### Selected extract:

*****

Re: [PATCH 8/8] hugetlb: use new vma_lock for pmd sharing synchronization

From: Mike Kravetz <mike.kravetz@oracle.com>
To: Miaohe Lin <linmiaohe@huawei.com>
Cc: Muchun Song <songmuchun@bytedance.com>,
	David Hildenbrand <david@redhat.com>,
	Michal Hocko <mhocko@suse.com>, Peter Xu <peterx@redhat.com>,
	Naoya Horiguchi <naoya.horiguchi@linux.dev>,
	"Aneesh Kumar K . V" <aneesh.kumar@linux.vnet.ibm.com>,
	Andrea Arcangeli <aarcange@redhat.com>,
	"Kirill A . Shutemov" <kirill.shutemov@linux.intel.com>,
	Davidlohr Bueso <dave@stgolabs.net>,
	Prakash Sangappa <prakash.sangappa@oracle.com>,
	James Houghton <jthoughton@google.com>,
	Mina Almasry <almasrymina@google.com>,
	Pasha Tatashin <pasha.tatashin@soleen.com>,
	Axel Rasmussen <axelrasmussen@google.com>,
	Ray Fucillo <Ray.Fucillo@intersystems.com>,
	Andrew Morton <akpm@linux-foundation.org>,
	linux-mm@kvack.org, linux-kernel@vger.kernel.org
Subject: Re: [PATCH 8/8] hugetlb: use new vma_lock for pmd sharing synchronization
Date: Tue, 13 Sep 2022 17:50:16 -0700	[thread overview]
Message-ID: <YyElSFtbJ32VRLh6@monkey> (raw)
In-Reply-To: <a879ee95-918e-00f7-b04f-e9dba156902c@huawei.com>

On 09/13/22 10:14, Miaohe Lin wrote:
> On 2022/9/13 7:02, Mike Kravetz wrote:
> > On 09/05/22 11:08, Miaohe Lin wrote:
> >> On 2022/9/3 7:07, Mike Kravetz wrote:
> >>> On 08/30/22 10:02, Miaohe Lin wrote:
> >>>> On 2022/8/25 1:57, Mike Kravetz wrote:
> >>>>> The new hugetlb vma lock (rw semaphore) is used to address this race:
> >>>>>
> >>>>> Faulting thread                                 Unsharing thread
> >>>>> ...                                                  ...

*****

Lines from a data source
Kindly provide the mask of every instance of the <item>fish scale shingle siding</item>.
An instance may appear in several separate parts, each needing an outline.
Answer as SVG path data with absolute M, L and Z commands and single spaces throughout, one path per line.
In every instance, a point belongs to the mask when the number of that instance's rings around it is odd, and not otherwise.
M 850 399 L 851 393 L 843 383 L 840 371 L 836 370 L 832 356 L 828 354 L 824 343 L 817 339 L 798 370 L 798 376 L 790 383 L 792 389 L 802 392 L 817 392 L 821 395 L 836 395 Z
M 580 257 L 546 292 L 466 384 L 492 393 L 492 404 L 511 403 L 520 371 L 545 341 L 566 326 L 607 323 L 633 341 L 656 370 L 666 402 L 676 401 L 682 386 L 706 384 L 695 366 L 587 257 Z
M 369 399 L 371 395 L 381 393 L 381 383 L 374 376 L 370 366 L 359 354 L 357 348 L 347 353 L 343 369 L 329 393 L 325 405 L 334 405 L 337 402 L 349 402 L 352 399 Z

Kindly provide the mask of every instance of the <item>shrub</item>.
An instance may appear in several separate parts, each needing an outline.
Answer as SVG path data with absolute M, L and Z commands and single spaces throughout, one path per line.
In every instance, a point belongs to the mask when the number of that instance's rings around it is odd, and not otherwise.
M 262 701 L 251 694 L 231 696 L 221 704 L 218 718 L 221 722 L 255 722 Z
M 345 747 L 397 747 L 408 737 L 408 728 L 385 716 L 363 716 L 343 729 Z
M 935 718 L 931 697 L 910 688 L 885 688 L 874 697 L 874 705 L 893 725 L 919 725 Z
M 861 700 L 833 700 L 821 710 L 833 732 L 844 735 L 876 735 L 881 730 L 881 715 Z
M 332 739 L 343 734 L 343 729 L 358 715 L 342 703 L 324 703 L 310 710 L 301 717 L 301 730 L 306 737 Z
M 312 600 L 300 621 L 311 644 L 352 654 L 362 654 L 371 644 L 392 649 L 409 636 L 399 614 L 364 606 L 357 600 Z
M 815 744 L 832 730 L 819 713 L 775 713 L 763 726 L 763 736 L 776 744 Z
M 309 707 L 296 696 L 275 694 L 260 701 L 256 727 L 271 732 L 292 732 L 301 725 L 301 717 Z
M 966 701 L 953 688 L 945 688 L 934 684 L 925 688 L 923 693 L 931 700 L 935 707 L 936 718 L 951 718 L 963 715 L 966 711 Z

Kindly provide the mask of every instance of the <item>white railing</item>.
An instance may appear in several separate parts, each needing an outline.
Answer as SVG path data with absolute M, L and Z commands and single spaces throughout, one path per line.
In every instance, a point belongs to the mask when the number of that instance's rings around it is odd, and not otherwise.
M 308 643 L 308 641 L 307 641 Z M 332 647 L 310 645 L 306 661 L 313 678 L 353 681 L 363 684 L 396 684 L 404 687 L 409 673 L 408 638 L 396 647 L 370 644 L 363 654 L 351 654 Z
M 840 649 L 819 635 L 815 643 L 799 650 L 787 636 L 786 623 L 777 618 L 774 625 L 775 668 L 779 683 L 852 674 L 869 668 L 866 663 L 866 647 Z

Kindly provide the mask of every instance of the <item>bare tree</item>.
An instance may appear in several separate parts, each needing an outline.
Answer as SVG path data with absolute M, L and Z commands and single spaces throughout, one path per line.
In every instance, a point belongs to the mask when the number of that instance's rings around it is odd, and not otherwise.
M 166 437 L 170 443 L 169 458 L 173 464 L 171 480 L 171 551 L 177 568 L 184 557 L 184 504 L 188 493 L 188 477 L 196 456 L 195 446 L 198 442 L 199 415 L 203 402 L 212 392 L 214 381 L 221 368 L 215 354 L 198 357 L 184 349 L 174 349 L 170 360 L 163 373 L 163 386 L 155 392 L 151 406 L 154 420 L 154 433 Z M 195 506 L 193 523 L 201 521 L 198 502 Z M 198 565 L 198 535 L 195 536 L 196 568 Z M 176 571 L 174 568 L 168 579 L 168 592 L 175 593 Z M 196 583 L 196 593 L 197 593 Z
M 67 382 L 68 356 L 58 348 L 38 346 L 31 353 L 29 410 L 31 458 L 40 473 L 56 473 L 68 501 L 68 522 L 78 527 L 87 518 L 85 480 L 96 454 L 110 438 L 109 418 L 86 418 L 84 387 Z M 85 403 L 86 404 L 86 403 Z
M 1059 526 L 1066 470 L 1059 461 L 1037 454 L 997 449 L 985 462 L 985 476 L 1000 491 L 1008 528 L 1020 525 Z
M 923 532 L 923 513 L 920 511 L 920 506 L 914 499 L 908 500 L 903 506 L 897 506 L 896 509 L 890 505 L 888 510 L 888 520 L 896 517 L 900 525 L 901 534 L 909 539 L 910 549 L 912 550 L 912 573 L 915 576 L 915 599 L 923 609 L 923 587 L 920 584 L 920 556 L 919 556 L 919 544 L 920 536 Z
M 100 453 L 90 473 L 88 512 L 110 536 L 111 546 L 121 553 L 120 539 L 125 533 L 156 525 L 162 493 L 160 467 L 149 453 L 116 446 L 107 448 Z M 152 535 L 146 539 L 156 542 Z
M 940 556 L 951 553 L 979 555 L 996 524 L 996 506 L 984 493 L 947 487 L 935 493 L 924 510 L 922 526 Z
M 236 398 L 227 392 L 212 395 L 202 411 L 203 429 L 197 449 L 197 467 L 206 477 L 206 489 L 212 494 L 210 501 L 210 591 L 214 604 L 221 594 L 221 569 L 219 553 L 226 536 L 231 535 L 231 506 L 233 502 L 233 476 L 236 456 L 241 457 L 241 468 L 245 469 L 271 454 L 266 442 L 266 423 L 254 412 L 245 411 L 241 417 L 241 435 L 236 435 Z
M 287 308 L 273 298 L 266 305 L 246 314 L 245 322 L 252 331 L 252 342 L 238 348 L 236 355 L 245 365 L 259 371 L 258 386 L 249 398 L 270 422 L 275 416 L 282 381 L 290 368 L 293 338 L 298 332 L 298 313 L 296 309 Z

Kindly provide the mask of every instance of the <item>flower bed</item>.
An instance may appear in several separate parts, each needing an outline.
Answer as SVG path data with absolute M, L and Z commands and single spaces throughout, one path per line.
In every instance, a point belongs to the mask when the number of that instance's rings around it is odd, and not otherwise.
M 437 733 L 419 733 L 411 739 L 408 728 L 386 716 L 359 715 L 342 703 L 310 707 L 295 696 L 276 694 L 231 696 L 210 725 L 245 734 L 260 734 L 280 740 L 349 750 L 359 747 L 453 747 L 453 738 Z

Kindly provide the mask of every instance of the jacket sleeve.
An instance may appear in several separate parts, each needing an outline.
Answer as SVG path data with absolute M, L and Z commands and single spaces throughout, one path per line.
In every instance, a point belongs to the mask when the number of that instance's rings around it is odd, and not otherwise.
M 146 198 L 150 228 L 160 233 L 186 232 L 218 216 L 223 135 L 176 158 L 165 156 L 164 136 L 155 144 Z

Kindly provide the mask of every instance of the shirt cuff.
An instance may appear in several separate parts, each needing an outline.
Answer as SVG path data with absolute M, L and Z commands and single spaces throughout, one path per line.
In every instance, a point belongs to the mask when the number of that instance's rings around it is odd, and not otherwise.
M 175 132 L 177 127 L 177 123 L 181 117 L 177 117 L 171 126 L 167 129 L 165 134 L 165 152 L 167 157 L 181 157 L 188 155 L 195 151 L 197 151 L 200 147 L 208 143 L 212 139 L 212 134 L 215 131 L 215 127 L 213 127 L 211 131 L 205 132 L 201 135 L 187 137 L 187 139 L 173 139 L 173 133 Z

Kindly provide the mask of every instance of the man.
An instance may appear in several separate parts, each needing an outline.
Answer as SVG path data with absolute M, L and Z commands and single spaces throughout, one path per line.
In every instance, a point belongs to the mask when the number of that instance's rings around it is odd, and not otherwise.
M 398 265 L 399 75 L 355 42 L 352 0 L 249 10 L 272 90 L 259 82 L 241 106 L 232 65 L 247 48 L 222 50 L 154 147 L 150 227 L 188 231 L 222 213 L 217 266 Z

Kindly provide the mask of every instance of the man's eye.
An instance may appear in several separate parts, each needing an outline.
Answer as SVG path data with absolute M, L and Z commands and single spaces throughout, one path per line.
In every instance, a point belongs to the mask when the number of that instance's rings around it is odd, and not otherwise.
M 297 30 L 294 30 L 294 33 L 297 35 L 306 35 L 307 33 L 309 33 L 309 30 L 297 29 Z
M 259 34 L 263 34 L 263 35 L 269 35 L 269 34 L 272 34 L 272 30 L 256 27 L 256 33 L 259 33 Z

*****

Retype the hugetlb vma_lock patch reply from the top of the page in full, keeping every character and line break unchanged.

### Solution below:
Re: [PATCH 8/8] hugetlb: use new vma_lock for pmd sharing synchronization

From: Mike Kravetz <mike.kravetz@oracle.com>
To: Miaohe Lin <linmiaohe@huawei.com>
Cc: Muchun Song <songmuchun@bytedance.com>,
	David Hildenbrand <david@redhat.com>,
	Michal Hocko <mhocko@suse.com>, Peter Xu <peterx@redhat.com>,
	Naoya Horiguchi <naoya.horiguchi@linux.dev>,
	"Aneesh Kumar K . V" <aneesh.kumar@linux.vnet.ibm.com>,
	Andrea Arcangeli <aarcange@redhat.com>,
	"Kirill A . Shutemov" <kirill.shutemov@linux.intel.com>,
	Davidlohr Bueso <dave@stgolabs.net>,
	Prakash Sangappa <prakash.sangappa@oracle.com>,
	James Houghton <jthoughton@google.com>,
	Mina Almasry <almasrymina@google.com>,
	Pasha Tatashin <pasha.tatashin@soleen.com>,
	Axel Rasmussen <axelrasmussen@google.com>,
	Ray Fucillo <Ray.Fucillo@intersystems.com>,
	Andrew Morton <akpm@linux-foundation.org>,
	linux-mm@kvack.org, linux-kernel@vger.kernel.org
Subject: Re: [PATCH 8/8] hugetlb: use new vma_lock for pmd sharing synchronization
Date: Tue, 13 Sep 2022 17:50:16 -0700	[thread overview]
Message-ID: <YyElSFtbJ32VRLh6@monkey> (raw)
In-Reply-To: <a879ee95-918e-00f7-b04f-e9dba156902c@huawei.com>

On 09/13/22 10:14, Miaohe Lin wrote:
> On 2022/9/13 7:02, Mike Kravetz wrote:
> > On 09/05/22 11:08, Miaohe Lin wrote:
> >> On 2022/9/3 7:07, Mike Kravetz wrote:
> >>> On 08/30/22 10:02, Miaohe Lin wrote:
> >>>> On 2022/8/25 1:57, Mike Kravetz wrote:
> >>>>> The new hugetlb vma lock (rw semaphore) is used to address this race:
> >>>>>
> >>>>> Faulting thread                                 Unsharing thread
> >>>>> ...                                                  ...